Show each line of the records below that contains the string "green", copying the whole line. Case counts when matching.

— begin Raw data —

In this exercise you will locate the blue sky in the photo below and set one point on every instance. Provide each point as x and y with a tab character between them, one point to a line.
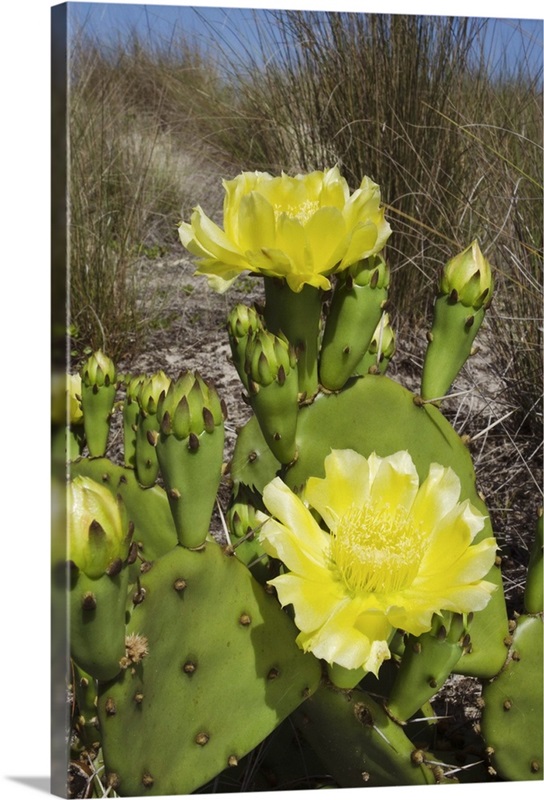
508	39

— end Raw data —
— begin Raw data —

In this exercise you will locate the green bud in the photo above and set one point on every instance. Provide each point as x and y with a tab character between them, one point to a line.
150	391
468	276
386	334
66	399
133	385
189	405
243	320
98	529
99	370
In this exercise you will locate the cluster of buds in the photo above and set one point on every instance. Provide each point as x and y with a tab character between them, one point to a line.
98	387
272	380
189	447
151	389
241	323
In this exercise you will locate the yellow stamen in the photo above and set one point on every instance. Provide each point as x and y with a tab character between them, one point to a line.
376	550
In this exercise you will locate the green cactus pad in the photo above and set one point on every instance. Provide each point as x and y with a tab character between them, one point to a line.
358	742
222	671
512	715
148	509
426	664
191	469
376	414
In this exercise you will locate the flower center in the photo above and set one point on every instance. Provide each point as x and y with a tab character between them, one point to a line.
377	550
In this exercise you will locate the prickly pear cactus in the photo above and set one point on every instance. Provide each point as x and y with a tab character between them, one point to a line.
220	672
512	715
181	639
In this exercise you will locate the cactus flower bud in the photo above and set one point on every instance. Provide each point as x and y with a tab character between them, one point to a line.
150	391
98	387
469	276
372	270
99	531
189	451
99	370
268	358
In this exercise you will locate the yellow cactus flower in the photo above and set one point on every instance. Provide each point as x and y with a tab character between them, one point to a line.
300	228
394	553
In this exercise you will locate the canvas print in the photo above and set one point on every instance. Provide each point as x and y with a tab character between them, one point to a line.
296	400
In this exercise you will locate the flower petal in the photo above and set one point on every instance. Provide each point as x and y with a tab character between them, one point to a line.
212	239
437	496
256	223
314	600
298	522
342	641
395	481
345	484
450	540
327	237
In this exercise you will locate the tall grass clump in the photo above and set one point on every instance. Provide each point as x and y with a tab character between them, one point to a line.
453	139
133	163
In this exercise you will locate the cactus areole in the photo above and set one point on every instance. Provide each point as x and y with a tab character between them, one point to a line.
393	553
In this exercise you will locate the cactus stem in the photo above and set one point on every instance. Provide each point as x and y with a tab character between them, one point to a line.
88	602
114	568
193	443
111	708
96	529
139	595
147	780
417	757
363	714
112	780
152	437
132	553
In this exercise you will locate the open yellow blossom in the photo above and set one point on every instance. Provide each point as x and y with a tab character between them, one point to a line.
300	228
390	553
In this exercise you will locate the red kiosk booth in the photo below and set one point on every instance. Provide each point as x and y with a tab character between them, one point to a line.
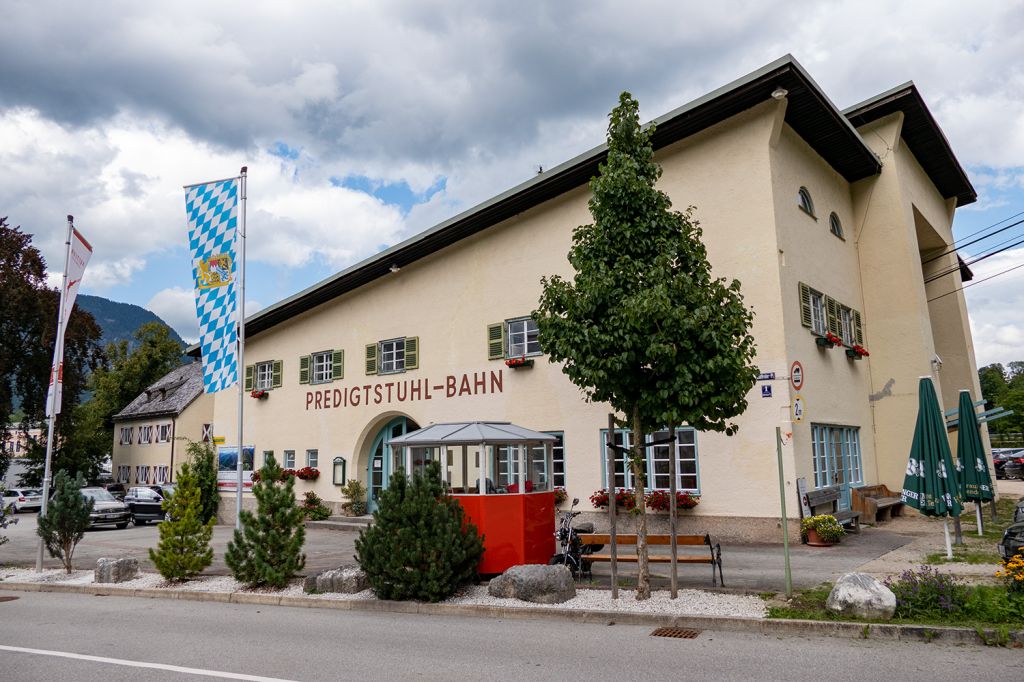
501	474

— end Raw data —
— begin Raw data —

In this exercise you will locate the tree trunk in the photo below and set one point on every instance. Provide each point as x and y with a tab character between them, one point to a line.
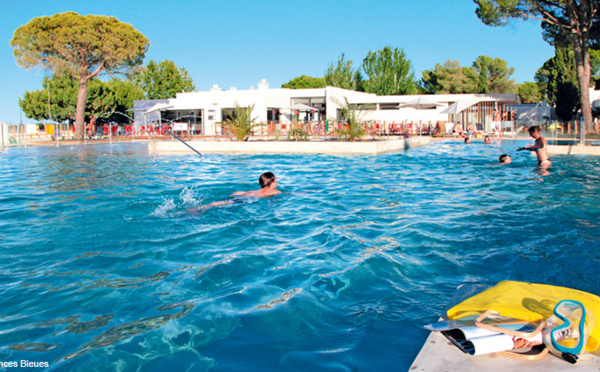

— end Raw data —

__Answer__.
In this exercise you will locate the green bud in the photo above and set one point on every instance. Provide each point as x and y with a tab character between them, one point to a line.
In this exercise you will locate the green cactus pad in the photo above and set one point on every instance. Provide each point as x and y with a tab character between them, one point to a line.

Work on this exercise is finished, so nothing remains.